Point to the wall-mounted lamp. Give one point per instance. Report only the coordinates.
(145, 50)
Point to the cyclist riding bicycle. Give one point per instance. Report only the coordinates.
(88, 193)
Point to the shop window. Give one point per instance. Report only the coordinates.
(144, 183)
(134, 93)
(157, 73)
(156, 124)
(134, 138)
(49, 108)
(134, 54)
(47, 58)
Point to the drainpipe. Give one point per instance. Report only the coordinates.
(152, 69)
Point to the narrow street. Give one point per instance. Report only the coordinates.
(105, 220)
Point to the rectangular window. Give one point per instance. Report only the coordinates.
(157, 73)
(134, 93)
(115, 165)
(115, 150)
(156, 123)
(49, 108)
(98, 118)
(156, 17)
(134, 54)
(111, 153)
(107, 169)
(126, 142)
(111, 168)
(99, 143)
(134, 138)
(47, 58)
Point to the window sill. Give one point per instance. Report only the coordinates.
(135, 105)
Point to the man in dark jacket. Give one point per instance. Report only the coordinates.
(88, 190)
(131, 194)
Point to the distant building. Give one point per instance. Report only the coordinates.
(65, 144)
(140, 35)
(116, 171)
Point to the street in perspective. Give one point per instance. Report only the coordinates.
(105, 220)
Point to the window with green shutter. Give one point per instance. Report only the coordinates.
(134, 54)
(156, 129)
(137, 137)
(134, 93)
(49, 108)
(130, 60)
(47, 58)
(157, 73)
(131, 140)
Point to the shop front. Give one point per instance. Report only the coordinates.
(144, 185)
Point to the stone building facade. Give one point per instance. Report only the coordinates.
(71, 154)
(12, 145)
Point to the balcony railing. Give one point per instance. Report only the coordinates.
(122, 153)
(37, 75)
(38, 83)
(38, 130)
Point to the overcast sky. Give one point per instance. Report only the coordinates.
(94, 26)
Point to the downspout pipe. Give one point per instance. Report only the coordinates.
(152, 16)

= = = = =

__Instruction__: Restate all of the material above with "shop front" renamed to "storefront" wherever it appears, leaving every other word and coordinate unchanged.

__Worked solution__:
Point to the wall-mounted lamp. Give one point per instance. Report only the coordinates.
(145, 50)
Point to the cyclist riding bicycle. Give one point per instance. Report only the coordinates.
(88, 193)
Point to the shop window. Give one point per instance. Report only the coordinates.
(144, 183)
(134, 93)
(157, 73)
(156, 124)
(134, 138)
(49, 108)
(134, 54)
(47, 58)
Point to the drainpipe. Give one point per instance. Report only the coordinates.
(152, 69)
Point to the narrow street. Give one point per instance. Report only the coordinates.
(105, 220)
Point to the rectangular window. Give one point per instance. Report only the coordinates.
(157, 73)
(134, 93)
(115, 165)
(115, 150)
(156, 123)
(49, 108)
(98, 118)
(156, 17)
(134, 54)
(111, 153)
(107, 169)
(126, 142)
(111, 168)
(99, 143)
(134, 138)
(47, 58)
Point to the window sill. Give one point per instance. Report only the coordinates.
(135, 105)
Point to the man in dark jacket. Give one point per instance. Report only the coordinates.
(88, 190)
(131, 194)
Point to the distant building. Give one point per instance. Report only the coordinates.
(65, 144)
(140, 35)
(116, 171)
Point to the street in perspective. Give one point per instance. Report only the coordinates.
(105, 220)
Point to the window with green shutter. Give one point per instance. Report only the coordinates.
(134, 54)
(156, 129)
(137, 137)
(134, 93)
(49, 108)
(130, 60)
(47, 58)
(157, 73)
(131, 140)
Point to the storefront. Give one point per instance. Report only the coordinates.
(144, 185)
Point to the stone building facade. Give one point per instance. Report only the coordinates.
(71, 154)
(12, 145)
Point to the balcony railing. Give one point per instance. Report only the coordinates.
(122, 153)
(37, 75)
(38, 83)
(38, 130)
Point to the overcast sky. Give one point per instance. Report only the coordinates.
(94, 26)
Point to the downspout pipe. Give one point per instance. Report only the coordinates.
(152, 16)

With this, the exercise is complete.